Oleh. Rita Handayani
(Penulis dan Founder Media)
Katanya Indonesiaku sudah merdeka dari tangan penjajah belanda? hingga tak ada lagi upeti, yang menjerat urat nadi. Tapi fakta di depan mata, lain dalam bercerita sebab terasa leher rakyat tetap tercekik olehnya. Setelah coba kutelusuri ternyata usai upeti pupus, munculah
pajak yang kembali memalak rakyat.
Kemalangan Rakyat di Pergantian Tahun
Aturan baru yang diteken
pada pergantian tahun kian menjadikan rakyat semakin malang. Inilah kado
untukku dan segenap rakyat dari para penggawa negeriku.
Menurut dari kanal media Investor yang terbit pada tanggal
28 Desember 2022 lalu. Aturan resmi tentang tarif baru pajak penghasilan alias
bahasa kerennya PPh, berlaku pada 1 Januari 2023, teruntuk perorangan maupun karyawan, Ini tertuang dalam PP 55/2022
tentang pengaturan dalam Bidang PPh.
Kudapati penjelasan dari objek pajak ini adalah penghasilan
yang sifatnya progresif. Sederhananya sih
artinya, kalau aku memiliki penghasilan pajak yang semakin besar otomatis pajak
yang menjeratku pun jadi lebih besar.

------------------------------------

▶ **TUGAS TERTULIS**:
a) Menurut teks tentang tarif baru pajak penghasilan, mulai tanggal berapa aturan tarif baru PPh berlaku?
b) Kutip bagian teks tentang tarif baru pajak penghasilan dari "Oleh. Rita Handayani" sampai "kembali memalak rakyat.".
Catatan di bawah ini tidak diperlukan.

------------------------------------

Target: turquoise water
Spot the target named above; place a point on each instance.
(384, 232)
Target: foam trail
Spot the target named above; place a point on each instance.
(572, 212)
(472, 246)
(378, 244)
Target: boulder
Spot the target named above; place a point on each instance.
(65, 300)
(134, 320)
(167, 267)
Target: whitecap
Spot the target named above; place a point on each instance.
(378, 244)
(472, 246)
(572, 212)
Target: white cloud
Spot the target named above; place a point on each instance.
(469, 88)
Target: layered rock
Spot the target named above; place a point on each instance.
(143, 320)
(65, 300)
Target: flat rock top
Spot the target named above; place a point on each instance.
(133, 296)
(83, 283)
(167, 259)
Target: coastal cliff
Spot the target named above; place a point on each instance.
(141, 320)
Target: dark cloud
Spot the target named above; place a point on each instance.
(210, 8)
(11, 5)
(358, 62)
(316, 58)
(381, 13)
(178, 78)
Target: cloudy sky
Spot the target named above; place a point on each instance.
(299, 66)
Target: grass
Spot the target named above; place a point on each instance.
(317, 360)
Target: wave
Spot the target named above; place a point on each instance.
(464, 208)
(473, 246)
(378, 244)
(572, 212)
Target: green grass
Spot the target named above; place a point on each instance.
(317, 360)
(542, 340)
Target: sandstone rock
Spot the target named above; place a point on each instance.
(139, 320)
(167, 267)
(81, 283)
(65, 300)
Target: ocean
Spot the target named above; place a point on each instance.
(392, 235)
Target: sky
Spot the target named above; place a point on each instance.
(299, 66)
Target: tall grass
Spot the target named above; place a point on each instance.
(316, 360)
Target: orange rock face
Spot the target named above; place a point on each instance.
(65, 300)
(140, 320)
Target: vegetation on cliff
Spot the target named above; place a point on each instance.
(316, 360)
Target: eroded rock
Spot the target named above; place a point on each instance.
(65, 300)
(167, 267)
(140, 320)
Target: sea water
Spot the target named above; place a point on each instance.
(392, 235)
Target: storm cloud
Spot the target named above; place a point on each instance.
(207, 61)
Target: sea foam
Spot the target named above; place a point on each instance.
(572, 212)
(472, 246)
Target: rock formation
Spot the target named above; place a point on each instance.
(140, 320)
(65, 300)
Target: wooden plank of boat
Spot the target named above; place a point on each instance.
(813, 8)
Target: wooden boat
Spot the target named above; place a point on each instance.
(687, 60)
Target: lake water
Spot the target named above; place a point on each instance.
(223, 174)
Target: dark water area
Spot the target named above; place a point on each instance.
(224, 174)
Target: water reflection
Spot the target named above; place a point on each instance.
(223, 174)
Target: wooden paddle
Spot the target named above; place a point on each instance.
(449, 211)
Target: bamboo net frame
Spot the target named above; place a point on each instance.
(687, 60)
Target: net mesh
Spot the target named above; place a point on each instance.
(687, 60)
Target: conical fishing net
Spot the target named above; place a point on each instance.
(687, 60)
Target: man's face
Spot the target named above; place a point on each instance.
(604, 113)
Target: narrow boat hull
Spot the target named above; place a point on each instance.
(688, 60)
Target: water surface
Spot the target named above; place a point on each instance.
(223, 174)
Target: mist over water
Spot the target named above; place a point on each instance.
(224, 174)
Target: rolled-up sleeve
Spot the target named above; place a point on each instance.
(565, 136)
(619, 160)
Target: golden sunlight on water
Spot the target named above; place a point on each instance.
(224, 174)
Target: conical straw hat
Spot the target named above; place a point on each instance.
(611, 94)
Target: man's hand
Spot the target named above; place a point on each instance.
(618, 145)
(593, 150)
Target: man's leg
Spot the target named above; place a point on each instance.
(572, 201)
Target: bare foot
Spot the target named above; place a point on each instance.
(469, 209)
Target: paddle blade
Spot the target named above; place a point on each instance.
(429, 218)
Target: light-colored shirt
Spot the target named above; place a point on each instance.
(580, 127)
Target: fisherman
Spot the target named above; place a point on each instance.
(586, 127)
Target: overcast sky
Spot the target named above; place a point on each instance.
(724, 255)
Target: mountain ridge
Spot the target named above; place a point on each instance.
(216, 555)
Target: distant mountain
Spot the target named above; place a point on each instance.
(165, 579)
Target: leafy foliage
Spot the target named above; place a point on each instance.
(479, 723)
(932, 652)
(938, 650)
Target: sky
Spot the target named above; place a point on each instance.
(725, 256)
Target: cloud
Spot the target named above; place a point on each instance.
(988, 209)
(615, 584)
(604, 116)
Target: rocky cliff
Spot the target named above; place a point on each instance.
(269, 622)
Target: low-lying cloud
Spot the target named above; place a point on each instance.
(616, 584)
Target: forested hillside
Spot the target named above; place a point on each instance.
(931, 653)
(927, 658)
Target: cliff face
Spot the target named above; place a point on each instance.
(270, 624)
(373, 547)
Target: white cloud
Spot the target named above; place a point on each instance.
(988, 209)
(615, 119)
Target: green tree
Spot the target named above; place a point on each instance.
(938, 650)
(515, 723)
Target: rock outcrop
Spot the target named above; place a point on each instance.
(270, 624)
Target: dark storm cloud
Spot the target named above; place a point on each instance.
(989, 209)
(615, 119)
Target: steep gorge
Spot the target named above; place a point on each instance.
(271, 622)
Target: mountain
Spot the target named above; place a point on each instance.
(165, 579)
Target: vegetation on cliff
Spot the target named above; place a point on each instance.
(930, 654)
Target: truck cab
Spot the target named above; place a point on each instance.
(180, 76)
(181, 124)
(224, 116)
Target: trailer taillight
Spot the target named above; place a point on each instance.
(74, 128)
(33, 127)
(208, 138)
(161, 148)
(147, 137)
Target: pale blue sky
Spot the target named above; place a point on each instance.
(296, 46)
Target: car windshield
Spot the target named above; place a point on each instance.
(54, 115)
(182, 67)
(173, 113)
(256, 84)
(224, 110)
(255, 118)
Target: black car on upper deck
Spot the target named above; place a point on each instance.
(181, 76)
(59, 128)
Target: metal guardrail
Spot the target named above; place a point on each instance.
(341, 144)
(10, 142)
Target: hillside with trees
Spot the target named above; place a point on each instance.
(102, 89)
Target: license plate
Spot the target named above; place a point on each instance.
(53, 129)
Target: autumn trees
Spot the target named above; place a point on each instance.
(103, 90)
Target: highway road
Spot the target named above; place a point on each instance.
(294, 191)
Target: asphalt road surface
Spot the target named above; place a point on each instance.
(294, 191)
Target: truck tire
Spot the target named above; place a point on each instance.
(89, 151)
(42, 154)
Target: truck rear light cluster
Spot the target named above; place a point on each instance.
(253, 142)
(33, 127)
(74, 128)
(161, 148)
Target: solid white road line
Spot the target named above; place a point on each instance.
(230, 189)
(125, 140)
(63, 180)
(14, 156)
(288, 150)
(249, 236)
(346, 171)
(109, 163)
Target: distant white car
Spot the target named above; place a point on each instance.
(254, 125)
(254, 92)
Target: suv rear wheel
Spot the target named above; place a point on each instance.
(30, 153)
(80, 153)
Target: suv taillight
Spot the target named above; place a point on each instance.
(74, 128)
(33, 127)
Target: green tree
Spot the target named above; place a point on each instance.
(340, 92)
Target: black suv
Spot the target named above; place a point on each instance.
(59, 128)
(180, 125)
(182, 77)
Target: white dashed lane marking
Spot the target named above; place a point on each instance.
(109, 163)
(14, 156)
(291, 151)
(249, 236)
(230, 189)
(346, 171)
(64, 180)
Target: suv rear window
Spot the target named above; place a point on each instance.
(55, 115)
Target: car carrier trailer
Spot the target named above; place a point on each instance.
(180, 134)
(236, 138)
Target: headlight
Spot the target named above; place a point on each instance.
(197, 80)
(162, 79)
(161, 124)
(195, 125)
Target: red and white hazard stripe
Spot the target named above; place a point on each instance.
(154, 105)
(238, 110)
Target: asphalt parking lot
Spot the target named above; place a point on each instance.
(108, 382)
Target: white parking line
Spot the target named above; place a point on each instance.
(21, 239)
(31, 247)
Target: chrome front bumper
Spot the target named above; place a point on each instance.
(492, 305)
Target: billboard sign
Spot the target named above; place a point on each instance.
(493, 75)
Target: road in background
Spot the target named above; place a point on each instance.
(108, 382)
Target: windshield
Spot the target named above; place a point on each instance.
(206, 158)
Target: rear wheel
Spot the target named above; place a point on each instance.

------------------------------------

▶ **KUNCI JAWABAN**:
a) 1 Januari 2023.

b)
Oleh. Rita Handayani
(Penulis dan Founder Media)
Katanya Indonesiaku sudah merdeka dari tangan penjajah belanda? hingga tak ada lagi upeti, yang menjerat urat nadi. Tapi fakta di depan mata, lain dalam bercerita sebab terasa leher rakyat tetap tercekik olehnya. Setelah coba kutelusuri ternyata usai upeti pupus, munculah
pajak yang kembali memalak rakyat.